* _STATED GOAL_: Can you write out all of the material again with every "chimney" replaced by "stack", keeping everything else the same and leaving out the pictures?

:: RECORDS FOR THE TASK

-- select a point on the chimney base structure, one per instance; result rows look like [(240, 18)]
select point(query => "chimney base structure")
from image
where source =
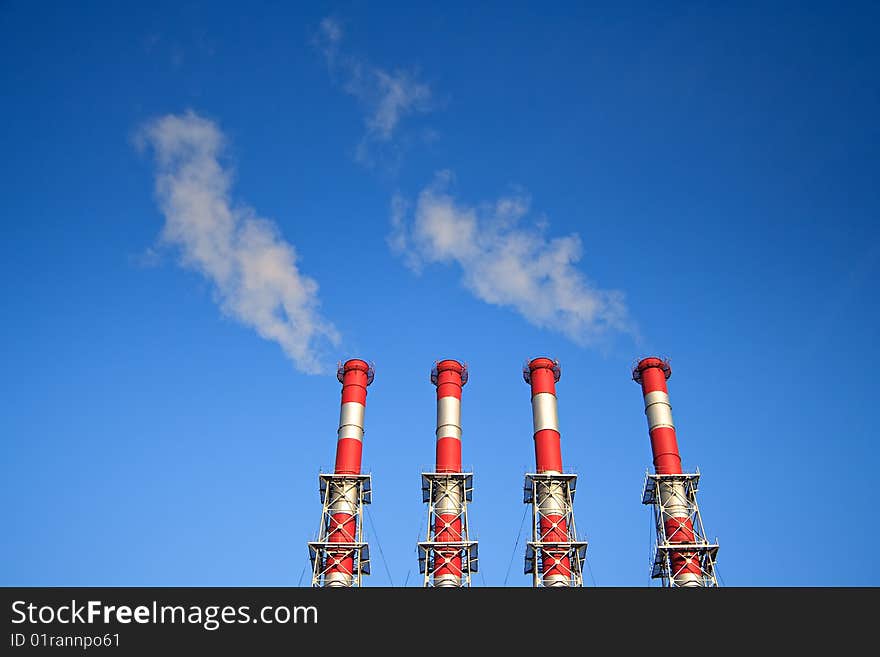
[(448, 557), (554, 555), (683, 556), (341, 556)]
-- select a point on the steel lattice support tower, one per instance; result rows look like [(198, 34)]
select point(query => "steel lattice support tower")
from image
[(341, 556), (448, 557), (683, 555), (554, 555)]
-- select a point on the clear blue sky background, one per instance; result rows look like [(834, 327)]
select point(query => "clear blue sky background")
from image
[(720, 166)]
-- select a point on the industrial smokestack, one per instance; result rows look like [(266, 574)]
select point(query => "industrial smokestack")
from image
[(448, 556), (684, 557), (554, 556), (340, 555)]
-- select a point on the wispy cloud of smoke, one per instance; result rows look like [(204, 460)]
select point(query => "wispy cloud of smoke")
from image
[(253, 269), (506, 261), (387, 96)]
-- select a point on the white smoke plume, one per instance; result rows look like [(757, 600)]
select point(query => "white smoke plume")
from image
[(506, 262), (253, 269), (387, 96)]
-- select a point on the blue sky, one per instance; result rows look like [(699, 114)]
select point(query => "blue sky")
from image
[(205, 207)]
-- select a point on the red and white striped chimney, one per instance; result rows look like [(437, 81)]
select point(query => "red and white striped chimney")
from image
[(652, 374), (543, 374), (355, 375), (449, 376)]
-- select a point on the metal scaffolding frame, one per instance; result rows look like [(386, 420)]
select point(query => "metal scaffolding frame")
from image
[(324, 554), (539, 550), (439, 488), (663, 491)]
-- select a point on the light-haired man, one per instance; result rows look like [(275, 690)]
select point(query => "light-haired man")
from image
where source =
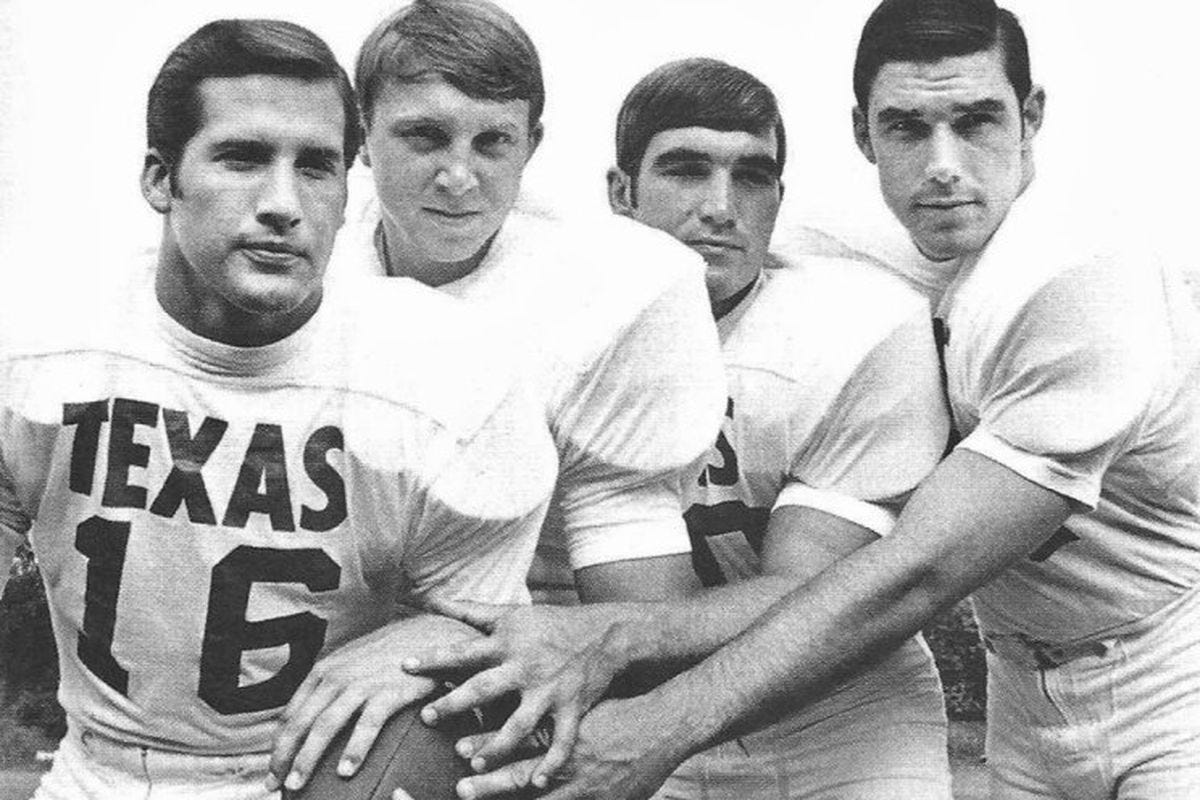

::::

* _EXERCISE ANSWER_:
-- select a point on the stack base structure, one per instance; result rows look like [(240, 18)]
select point(query => "stack base structure")
from image
where source =
[(448, 557), (554, 555), (683, 556), (341, 556)]
-- select a point on the steel lattice support tower, one per instance; result rows look like [(198, 34)]
select point(query => "steel lattice support tower")
from image
[(341, 556), (448, 557), (683, 555), (554, 555)]
-- select a point on the clear blue sky background, one per instance; result rows look like [(834, 327)]
select point(query => "clear blue sky background")
from image
[(720, 166)]
-- select a point on the industrial smokestack, one per instance; result rows look like [(266, 574)]
select point(query => "industrial smokestack")
from image
[(448, 556), (684, 557), (554, 556), (340, 555)]
-- select a point on the wispy cloud of smoke, one per instance; result rows look like [(204, 460)]
select point(query => "wispy cloud of smoke")
from image
[(253, 269), (506, 261), (387, 96)]
-- select a point on the white smoke plume, one per instance; result rows look like [(757, 600)]
select point(query => "white smoke plume")
from image
[(506, 262), (253, 269), (387, 96)]
-- select a point on the blue sky, one per instance; result rows look like [(699, 114)]
select point(query => "blue sky")
from image
[(205, 207)]
-- select a point on the red and white striped stack, one per instance; result rows look like [(437, 81)]
select point(query => "red and white striped stack")
from image
[(652, 374), (543, 374), (355, 375), (449, 376)]
-- select a point on the metal scaffolding frame, one per instance; result rows look like [(386, 420)]
select point(query => "metal scaffolding frame")
from image
[(324, 554), (539, 550), (439, 488), (663, 491)]
-- select a point on the light-haired man, one per instance; result rows look like [(275, 690)]
select point(query => "light-haired man")
from image
where source =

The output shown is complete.